I think I'm with the majority of the pack. Why have it if you can't enjoy it? I don't drive in the snow or the heavy rain (it's Washington so I wouldn't enjoy at all if I avoided all rain) but every other excuse I can find.


----------



## auburnconsulting (Nov 3, 2008)

back in the 90's with cheap gas we drove our 65 tempests all over. my custom had the 326 and power glide. i put 90k on that car till my brother wrecked it. it was rattle can black with cragar ss rims. it had the gto headlights, hood, tail lights and center rear trim. it would burn points every couple of months 9k miles or so. i got to the point i could change them on the side of the freeway in less than 7 minutes ran or shine. my wife drove a 4 door tempest with the straight 6. it got about 22 mpg. those were the days....


----------



## 58mark (Sep 28, 2010)

• PROBLEM DETAILS:
From the forum thread above, copy out word for word the stretch from "back in the" through "were the days....".

(Records from a data source)
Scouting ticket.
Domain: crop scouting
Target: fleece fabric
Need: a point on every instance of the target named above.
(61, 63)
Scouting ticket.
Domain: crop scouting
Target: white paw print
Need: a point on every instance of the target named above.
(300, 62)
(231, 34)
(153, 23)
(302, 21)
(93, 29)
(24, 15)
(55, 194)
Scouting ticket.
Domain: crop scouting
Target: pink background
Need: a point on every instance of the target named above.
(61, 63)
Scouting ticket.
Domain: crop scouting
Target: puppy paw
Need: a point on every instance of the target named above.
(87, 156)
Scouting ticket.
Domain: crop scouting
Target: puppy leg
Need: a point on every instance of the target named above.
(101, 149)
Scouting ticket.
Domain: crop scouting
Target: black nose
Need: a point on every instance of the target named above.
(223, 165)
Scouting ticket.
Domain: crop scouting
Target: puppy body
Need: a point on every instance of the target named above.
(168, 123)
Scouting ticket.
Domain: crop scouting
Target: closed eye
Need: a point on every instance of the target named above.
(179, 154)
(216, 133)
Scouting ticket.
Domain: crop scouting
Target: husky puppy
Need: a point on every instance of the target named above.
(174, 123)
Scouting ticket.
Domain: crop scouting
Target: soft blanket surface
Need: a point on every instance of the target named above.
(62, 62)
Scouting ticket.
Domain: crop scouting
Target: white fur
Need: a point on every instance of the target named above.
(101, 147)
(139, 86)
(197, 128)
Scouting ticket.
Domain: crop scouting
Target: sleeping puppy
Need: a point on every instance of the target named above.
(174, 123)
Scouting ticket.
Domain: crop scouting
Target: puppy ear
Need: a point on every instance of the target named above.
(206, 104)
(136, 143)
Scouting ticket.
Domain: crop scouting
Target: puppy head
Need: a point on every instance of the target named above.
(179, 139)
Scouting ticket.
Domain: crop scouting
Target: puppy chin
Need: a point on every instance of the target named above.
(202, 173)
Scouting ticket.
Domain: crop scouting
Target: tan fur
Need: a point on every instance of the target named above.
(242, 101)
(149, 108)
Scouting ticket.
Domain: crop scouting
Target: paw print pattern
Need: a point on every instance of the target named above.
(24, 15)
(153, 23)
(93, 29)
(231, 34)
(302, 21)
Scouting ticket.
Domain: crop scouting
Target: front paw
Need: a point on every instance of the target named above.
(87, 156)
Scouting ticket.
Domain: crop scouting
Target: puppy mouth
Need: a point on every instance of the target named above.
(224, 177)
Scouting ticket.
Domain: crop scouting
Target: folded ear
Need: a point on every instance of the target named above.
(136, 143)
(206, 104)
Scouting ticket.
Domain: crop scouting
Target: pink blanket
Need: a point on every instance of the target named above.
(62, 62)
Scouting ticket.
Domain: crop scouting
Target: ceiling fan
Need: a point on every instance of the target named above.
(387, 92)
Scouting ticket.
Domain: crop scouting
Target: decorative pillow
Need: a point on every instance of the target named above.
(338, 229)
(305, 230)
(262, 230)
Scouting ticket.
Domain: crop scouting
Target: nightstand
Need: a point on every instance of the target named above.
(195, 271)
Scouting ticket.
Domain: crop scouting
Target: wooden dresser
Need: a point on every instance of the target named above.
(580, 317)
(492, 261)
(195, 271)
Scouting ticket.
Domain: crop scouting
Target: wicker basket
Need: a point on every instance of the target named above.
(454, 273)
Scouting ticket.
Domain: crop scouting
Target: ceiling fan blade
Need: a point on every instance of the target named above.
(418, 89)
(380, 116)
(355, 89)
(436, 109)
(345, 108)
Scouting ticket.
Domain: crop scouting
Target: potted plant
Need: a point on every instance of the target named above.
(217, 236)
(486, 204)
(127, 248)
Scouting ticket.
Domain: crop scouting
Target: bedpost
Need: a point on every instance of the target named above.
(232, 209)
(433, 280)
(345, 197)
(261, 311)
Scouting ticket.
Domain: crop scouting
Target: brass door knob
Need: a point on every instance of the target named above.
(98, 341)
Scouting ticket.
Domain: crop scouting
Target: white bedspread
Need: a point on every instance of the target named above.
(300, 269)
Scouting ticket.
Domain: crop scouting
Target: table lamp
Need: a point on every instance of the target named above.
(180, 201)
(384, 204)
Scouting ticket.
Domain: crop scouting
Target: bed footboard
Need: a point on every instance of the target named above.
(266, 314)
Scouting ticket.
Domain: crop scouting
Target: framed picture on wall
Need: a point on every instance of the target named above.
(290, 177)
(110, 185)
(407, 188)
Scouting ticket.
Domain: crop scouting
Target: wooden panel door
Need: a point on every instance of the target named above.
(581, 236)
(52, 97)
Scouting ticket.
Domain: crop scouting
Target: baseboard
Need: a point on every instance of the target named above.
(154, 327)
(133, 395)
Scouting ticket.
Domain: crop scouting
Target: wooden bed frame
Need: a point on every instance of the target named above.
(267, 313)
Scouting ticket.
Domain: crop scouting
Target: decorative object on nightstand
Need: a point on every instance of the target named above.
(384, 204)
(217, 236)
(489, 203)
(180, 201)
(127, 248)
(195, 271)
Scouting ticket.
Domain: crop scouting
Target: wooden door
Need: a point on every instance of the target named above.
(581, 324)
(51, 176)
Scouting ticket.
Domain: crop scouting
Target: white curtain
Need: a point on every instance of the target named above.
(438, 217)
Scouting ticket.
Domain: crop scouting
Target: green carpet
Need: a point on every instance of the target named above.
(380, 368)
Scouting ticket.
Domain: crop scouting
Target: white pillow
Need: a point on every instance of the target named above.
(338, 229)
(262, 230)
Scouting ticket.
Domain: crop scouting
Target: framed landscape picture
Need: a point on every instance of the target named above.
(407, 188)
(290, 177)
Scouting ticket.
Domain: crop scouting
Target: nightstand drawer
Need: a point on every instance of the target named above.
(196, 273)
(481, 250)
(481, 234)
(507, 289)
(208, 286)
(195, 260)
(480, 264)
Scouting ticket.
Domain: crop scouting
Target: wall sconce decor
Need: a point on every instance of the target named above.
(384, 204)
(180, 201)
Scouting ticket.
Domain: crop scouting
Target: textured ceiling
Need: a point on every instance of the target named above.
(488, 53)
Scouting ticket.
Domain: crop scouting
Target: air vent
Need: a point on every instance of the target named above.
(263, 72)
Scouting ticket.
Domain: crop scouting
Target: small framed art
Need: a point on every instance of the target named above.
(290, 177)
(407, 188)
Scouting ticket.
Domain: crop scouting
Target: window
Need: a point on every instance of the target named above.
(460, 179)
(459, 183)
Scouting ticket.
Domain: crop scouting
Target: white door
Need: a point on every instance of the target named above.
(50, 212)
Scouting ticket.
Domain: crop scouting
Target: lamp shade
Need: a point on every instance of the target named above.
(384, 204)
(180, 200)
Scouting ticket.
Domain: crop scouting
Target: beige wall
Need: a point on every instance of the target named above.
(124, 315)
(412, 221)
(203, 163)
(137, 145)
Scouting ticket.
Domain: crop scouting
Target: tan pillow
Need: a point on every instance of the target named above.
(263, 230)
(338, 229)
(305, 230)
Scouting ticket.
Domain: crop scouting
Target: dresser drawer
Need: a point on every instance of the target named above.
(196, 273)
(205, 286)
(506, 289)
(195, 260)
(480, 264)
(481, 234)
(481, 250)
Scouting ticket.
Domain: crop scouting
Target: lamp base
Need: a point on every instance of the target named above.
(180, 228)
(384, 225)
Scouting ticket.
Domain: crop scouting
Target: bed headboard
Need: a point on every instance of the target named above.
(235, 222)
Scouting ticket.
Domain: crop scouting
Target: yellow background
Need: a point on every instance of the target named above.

• FINAL ANSWER:
back in the 90's with cheap gas we drove our 65 tempests all over. my custom had the 326 and power glide. i put 90k on that car till my brother wrecked it. it was rattle can black with cragar ss rims. it had the gto headlights, hood, tail lights and center rear trim. it would burn points every couple of months 9k miles or so. i got to the point i could change them on the side of the freeway in less than 7 minutes ran or shine. my wife drove a 4 door tempest with the straight 6. it got about 22 mpg. those were the days....